— Dataset excerpts —

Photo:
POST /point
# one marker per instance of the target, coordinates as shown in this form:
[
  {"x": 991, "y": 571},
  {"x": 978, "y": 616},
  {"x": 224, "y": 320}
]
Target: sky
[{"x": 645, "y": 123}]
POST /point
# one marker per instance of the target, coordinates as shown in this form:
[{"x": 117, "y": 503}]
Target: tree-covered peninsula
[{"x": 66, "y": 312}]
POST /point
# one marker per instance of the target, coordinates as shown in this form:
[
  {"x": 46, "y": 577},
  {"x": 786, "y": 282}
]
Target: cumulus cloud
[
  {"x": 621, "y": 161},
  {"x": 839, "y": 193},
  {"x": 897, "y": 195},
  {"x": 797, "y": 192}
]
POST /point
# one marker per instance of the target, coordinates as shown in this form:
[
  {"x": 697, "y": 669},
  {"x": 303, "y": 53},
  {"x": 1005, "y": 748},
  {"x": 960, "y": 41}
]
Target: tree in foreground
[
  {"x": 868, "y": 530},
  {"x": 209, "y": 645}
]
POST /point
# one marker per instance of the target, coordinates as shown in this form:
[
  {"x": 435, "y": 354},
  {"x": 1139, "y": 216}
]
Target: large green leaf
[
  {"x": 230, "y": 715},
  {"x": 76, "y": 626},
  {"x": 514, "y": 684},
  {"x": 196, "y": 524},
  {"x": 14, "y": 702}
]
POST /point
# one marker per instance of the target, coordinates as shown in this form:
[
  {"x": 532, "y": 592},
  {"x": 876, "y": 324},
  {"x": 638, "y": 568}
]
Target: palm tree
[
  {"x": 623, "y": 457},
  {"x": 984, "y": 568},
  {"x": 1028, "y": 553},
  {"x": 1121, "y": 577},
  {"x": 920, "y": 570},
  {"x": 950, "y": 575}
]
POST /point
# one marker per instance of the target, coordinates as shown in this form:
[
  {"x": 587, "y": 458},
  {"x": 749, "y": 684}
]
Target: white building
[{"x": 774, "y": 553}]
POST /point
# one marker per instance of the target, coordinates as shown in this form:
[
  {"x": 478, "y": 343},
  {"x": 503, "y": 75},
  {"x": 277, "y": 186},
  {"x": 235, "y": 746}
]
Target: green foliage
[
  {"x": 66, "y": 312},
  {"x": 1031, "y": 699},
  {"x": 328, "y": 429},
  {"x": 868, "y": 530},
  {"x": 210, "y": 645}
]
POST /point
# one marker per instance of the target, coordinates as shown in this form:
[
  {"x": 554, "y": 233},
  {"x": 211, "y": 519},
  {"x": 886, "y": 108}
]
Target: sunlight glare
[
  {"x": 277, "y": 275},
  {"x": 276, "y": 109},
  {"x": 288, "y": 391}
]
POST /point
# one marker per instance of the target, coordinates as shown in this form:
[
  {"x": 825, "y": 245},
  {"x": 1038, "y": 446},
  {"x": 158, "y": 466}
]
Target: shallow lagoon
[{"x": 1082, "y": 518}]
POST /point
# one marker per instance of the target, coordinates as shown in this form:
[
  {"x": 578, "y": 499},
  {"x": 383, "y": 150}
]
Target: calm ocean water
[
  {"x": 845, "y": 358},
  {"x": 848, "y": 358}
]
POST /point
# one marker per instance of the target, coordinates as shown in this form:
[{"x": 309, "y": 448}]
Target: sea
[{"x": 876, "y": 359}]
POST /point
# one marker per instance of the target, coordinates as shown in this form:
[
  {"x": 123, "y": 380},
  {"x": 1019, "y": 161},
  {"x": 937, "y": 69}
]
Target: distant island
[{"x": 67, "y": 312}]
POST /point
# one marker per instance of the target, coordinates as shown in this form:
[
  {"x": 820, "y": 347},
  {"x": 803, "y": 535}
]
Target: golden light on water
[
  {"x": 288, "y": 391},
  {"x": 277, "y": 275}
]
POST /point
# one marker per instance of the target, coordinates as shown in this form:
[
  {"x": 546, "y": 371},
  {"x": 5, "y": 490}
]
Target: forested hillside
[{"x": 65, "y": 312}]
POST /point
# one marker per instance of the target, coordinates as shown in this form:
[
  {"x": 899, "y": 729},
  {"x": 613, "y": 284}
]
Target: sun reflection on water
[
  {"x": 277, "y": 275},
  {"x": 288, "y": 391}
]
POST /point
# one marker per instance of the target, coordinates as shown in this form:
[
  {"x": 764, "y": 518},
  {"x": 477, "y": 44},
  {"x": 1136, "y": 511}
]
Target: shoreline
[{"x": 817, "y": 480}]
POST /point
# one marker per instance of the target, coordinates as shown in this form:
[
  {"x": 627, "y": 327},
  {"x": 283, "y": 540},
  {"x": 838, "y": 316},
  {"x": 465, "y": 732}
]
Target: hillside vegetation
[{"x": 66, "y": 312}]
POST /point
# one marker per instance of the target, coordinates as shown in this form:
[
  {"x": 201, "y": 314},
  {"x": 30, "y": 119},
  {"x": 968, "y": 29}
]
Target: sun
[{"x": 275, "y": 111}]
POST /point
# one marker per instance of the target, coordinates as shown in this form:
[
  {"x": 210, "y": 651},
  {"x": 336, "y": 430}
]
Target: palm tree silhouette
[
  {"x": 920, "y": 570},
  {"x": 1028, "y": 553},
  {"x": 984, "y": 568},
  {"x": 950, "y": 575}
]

— PROBLEM STATEMENT —
A verbatim transcription is required of the lines from the one with "Target: sun reflection on water" through the final line of the entries above, and of nothing else.

— TASK RESPONSE —
Target: sun reflection on water
[
  {"x": 277, "y": 275},
  {"x": 288, "y": 391}
]
POST /point
# one marker per instance of the target, coordinates as shown in this form:
[
  {"x": 764, "y": 518},
  {"x": 477, "y": 44},
  {"x": 1136, "y": 511}
]
Target: shoreline
[{"x": 817, "y": 480}]
POST /point
# one marker per instance of the target, coordinates as shown in this form:
[
  {"x": 627, "y": 327},
  {"x": 283, "y": 540},
  {"x": 838, "y": 316},
  {"x": 465, "y": 732}
]
Target: hillside vegetation
[{"x": 66, "y": 312}]
POST /point
# one marker per instance of the target, coordinates as shown in this form:
[
  {"x": 201, "y": 314},
  {"x": 30, "y": 119},
  {"x": 968, "y": 29}
]
Target: sun
[{"x": 275, "y": 111}]
POST /point
# one marker per instance of the target, coordinates as shown in this form:
[
  {"x": 210, "y": 651},
  {"x": 336, "y": 430}
]
Target: palm tree silhouette
[
  {"x": 920, "y": 570},
  {"x": 1028, "y": 553},
  {"x": 984, "y": 568},
  {"x": 950, "y": 575}
]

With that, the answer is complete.